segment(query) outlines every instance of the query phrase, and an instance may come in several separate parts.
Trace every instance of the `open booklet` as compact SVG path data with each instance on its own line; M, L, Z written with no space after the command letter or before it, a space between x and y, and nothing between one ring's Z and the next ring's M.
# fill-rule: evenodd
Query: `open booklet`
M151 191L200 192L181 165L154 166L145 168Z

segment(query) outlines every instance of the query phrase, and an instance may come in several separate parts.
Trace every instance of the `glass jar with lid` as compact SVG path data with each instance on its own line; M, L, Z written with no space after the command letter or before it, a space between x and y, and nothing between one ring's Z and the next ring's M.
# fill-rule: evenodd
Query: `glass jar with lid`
· · · · ·
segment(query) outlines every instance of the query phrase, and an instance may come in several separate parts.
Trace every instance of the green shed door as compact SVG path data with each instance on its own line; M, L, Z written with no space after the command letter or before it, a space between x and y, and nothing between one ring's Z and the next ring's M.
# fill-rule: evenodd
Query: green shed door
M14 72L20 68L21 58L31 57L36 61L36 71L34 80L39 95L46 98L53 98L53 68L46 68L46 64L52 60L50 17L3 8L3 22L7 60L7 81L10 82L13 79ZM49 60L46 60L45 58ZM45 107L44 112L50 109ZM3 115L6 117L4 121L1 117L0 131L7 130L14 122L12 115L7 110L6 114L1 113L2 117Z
· · · · ·
WORK TO COMPLETE: Please pick out every line above that contains the word "glass", and copy each of those lines in full.

EXPECTED ANSWER:
Trace every instance of the `glass jar with lid` as compact SVG path data with each instance on its own line; M, L, Z written with no space after the command letter or before it, a space between x and y, and nothing between one ring's Z and the next ring's M.
Query: `glass jar with lid`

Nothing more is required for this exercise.